Problem to solve: Only the text of the records belongs in the answer, copied exactly, with every picture omitted.
--- Data for analysis Enclosed Below ---
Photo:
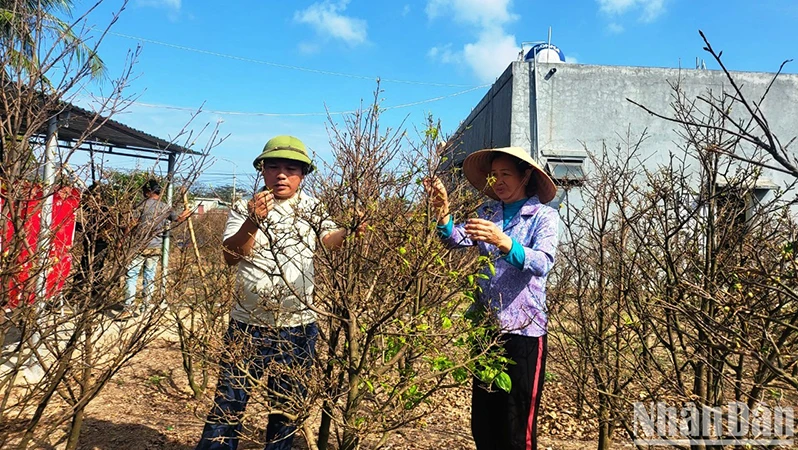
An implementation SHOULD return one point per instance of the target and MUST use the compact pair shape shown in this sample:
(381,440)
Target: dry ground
(148,406)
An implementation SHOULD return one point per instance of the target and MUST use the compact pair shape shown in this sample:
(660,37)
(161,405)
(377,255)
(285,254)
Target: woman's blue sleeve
(445,231)
(516,255)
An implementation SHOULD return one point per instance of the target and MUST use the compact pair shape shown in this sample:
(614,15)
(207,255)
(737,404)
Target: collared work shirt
(277,278)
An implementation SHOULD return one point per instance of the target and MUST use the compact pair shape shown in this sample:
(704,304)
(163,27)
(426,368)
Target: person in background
(153,220)
(519,233)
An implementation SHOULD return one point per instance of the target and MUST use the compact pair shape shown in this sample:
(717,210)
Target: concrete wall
(488,125)
(560,110)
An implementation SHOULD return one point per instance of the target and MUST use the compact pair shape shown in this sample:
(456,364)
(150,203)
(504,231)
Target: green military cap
(284,147)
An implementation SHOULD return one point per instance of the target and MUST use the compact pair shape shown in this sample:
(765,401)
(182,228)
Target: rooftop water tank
(546,53)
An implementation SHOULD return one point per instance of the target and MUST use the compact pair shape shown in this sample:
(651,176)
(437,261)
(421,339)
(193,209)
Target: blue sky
(244,59)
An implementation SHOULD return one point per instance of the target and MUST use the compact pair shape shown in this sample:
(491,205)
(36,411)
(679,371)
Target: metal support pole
(166,237)
(48,180)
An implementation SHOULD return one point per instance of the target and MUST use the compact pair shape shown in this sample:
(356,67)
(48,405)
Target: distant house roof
(113,137)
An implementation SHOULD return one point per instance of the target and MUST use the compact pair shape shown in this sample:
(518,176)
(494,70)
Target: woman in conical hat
(519,232)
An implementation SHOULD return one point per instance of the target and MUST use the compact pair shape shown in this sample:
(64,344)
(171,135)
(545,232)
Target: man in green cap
(271,239)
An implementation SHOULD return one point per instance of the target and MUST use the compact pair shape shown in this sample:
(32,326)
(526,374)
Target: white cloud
(327,19)
(168,4)
(490,55)
(615,28)
(444,54)
(308,48)
(485,13)
(649,9)
(494,48)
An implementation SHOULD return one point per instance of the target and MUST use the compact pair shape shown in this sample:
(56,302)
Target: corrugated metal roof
(114,135)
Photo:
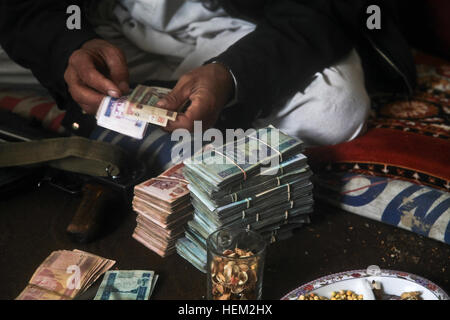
--- End of Enclosed Data for analysis ---
Solution to the exercise:
Photo:
An implementation SHOULD return one point per instance of the target and MUST use the compact pair shape shown in this sample:
(381,440)
Target: dry ground
(148,406)
An implementation SHOULD return one point per instance of the target and MUST use the compact pair shape shown in this sample:
(660,37)
(161,405)
(377,255)
(285,254)
Target: woman's blue sleeve
(445,231)
(516,255)
An implementation SHOULD return one point per instance of the target and MUST use the compact pair shape shown in this sample:
(614,15)
(207,255)
(737,404)
Target: collared work shirt
(277,278)
An implementation SHOULD return one point per instance of the target and MUST use the compact pair shape shown in this sample:
(704,304)
(163,27)
(426,368)
Target: person in background
(153,220)
(519,233)
An implementation SHOULD return one point per instance of the target and MUST use the compact pair shape shown in this sample:
(717,210)
Target: concrete wall
(488,125)
(560,110)
An implementation SHOULD return one point per instance of the target and MUST use the compact pair shape shown in this sample:
(456,364)
(150,203)
(504,231)
Target: green military cap
(284,147)
An implementation SHOULD return one point per instance of the target and MUST use the compact pair shape shown in this sample:
(765,401)
(182,228)
Target: rooftop water tank
(546,53)
An implementation SHOULD return one point per instance of the target and MUST use the compact pair shape shown in this sample:
(651,176)
(437,261)
(421,339)
(193,209)
Target: blue sky
(244,59)
An implementation SHOULD return one point per instance of the target and MUST use the compact pair shape shown in this sample:
(491,205)
(36,411)
(679,371)
Target: metal support pole
(166,237)
(48,180)
An implementation SHOULD return one point per instance of the target and MUST use the compact pair shape shown in this sample:
(356,67)
(48,405)
Target: distant house roof
(113,137)
An implementation SHOULD return one point per instance of the target and MUST use the compact pair shape shown in this sample:
(518,176)
(494,70)
Target: woman in conical hat
(519,232)
An implementation SHOULD return one point per instance of the target and MUST use the compact pair shape shown in this sample:
(64,344)
(171,135)
(545,232)
Target: man in green cap
(271,239)
An implementation SHOULD return one point per instance of the target and MUST use the compact pair shape shown in this sample:
(32,326)
(526,374)
Target: white cloud
(327,19)
(168,4)
(490,55)
(615,28)
(444,54)
(308,48)
(485,13)
(649,9)
(494,48)
An implementation SHOULD return one point per instance of the target and MUST use the compact pair shape shown in this sample:
(56,302)
Target: corrugated metal roof
(114,135)
Photo:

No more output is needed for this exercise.